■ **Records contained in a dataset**
○ ○ ○ ○ ○

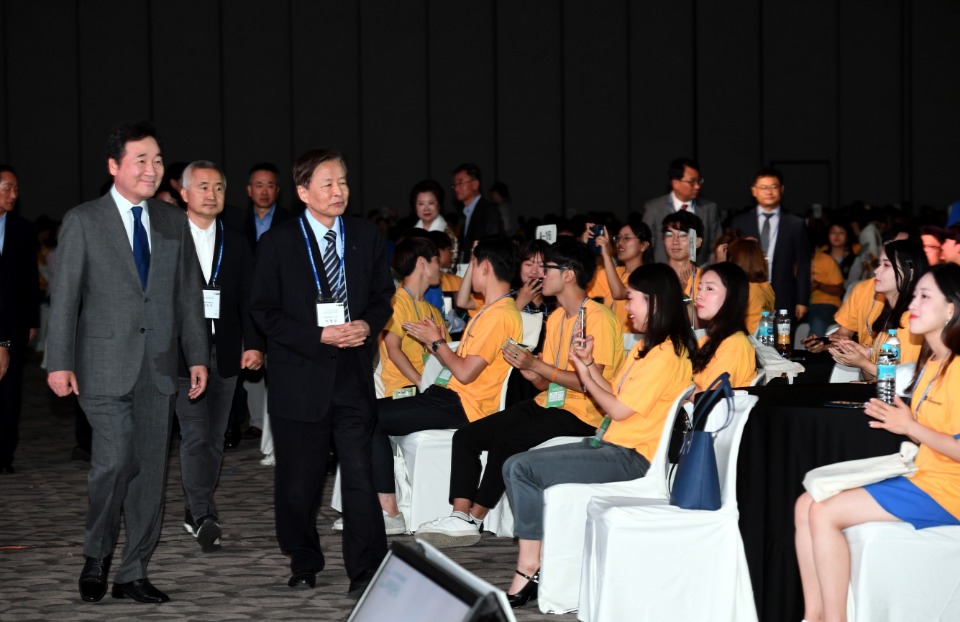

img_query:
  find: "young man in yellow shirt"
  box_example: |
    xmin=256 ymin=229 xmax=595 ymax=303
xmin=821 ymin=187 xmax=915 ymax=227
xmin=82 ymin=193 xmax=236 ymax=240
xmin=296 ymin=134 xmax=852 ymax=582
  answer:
xmin=369 ymin=237 xmax=522 ymax=534
xmin=416 ymin=238 xmax=624 ymax=547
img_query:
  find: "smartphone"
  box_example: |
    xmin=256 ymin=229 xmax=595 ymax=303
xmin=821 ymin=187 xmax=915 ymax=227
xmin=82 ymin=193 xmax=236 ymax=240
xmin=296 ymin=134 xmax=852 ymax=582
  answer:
xmin=587 ymin=224 xmax=605 ymax=255
xmin=577 ymin=306 xmax=586 ymax=340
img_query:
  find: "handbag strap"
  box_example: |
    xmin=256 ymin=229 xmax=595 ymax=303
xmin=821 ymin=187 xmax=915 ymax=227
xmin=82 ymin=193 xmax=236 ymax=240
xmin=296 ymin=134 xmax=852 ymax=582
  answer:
xmin=690 ymin=372 xmax=734 ymax=435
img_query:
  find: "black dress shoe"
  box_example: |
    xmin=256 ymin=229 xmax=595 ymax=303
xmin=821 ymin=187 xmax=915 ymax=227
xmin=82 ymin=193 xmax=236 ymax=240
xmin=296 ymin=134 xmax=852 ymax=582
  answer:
xmin=287 ymin=569 xmax=317 ymax=589
xmin=195 ymin=516 xmax=222 ymax=552
xmin=224 ymin=424 xmax=241 ymax=450
xmin=348 ymin=568 xmax=377 ymax=595
xmin=111 ymin=578 xmax=169 ymax=603
xmin=507 ymin=568 xmax=539 ymax=609
xmin=78 ymin=555 xmax=112 ymax=602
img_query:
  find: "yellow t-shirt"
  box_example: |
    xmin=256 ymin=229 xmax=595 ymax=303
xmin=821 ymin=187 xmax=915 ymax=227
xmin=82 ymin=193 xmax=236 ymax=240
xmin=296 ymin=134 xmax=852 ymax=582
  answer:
xmin=834 ymin=278 xmax=922 ymax=364
xmin=908 ymin=359 xmax=960 ymax=520
xmin=585 ymin=258 xmax=613 ymax=307
xmin=379 ymin=286 xmax=448 ymax=394
xmin=606 ymin=266 xmax=633 ymax=334
xmin=693 ymin=332 xmax=756 ymax=391
xmin=604 ymin=339 xmax=693 ymax=460
xmin=447 ymin=296 xmax=523 ymax=422
xmin=533 ymin=300 xmax=625 ymax=427
xmin=745 ymin=282 xmax=776 ymax=335
xmin=810 ymin=250 xmax=844 ymax=307
xmin=439 ymin=272 xmax=462 ymax=293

○ ○ ○ ○ ○

■ **ASSIGNED TASK**
Each line in the entries above that includes the string "yellow" should be extracted.

■ **ANSWER TO THE EXERCISE**
  find: "young man in yellow shirt"
  find: "yellow t-shirt"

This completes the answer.